### Problem to solve
In the passage on freshman friends below, write out word for word the stretch that opens with the words containing "Rachel del Valle |" and closes with "than 10 pages.".

### Supplied passage

========

Rachel del Valle | Freshman friends are not forever
Duly Noted | It’s hard to get everything right the first time around when you’re settling into college
September 16, 2013, 2:07 am · Updated September 16, 2013, 11:17 pm·
Rachel del Valle
The other day I was flipping through a notebook that I’ve had for a few years now. On one of the back pages was a list titled “Things to Pack for College.”
Underneath were two columns tightly filled with detailed items such as “Burt’s Bees lip balm” and “deodorant (Dove cucumber).” Other, more generic things like “cork board” and “Swiffer” also made the cut.
As I skimmed over the sheet, I tried to imagine what the person who wrote that list was like. Was that really only three years ago? I was so inexperienced then — I still had bangs and had never written a paper longer than 10 pages.
I spent most of the summer before my freshman year of college sitting around with my high school friends, being in awe of our oldness. I was trying to bank their affection, thinking I’d soon find new friends who’d substitute but not replace their roles in my life.

========

[Data entries]
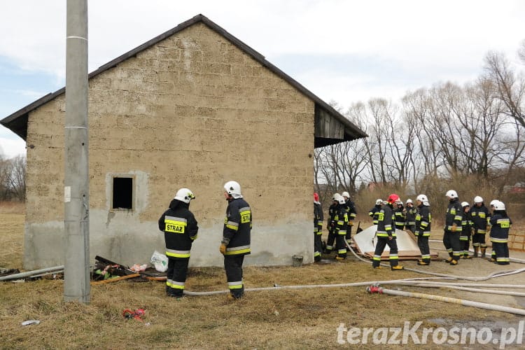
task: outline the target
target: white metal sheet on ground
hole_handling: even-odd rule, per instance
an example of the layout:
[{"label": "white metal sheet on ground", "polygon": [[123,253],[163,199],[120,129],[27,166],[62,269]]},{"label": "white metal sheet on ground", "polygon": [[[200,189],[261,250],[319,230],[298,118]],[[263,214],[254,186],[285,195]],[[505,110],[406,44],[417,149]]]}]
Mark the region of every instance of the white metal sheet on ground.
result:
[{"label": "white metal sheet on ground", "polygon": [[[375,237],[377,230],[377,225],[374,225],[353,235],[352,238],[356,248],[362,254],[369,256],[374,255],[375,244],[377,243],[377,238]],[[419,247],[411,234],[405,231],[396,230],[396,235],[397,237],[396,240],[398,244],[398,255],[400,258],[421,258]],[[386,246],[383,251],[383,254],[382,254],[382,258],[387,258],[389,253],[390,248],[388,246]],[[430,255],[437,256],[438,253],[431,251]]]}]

========

### Exercise output
Rachel del Valle | Freshman friends are not forever
Duly Noted | It’s hard to get everything right the first time around when you’re settling into college
September 16, 2013, 2:07 am · Updated September 16, 2013, 11:17 pm·
Rachel del Valle
The other day I was flipping through a notebook that I’ve had for a few years now. On one of the back pages was a list titled “Things to Pack for College.”
Underneath were two columns tightly filled with detailed items such as “Burt’s Bees lip balm” and “deodorant (Dove cucumber).” Other, more generic things like “cork board” and “Swiffer” also made the cut.
As I skimmed over the sheet, I tried to imagine what the person who wrote that list was like. Was that really only three years ago? I was so inexperienced then — I still had bangs and had never written a paper longer than 10 pages.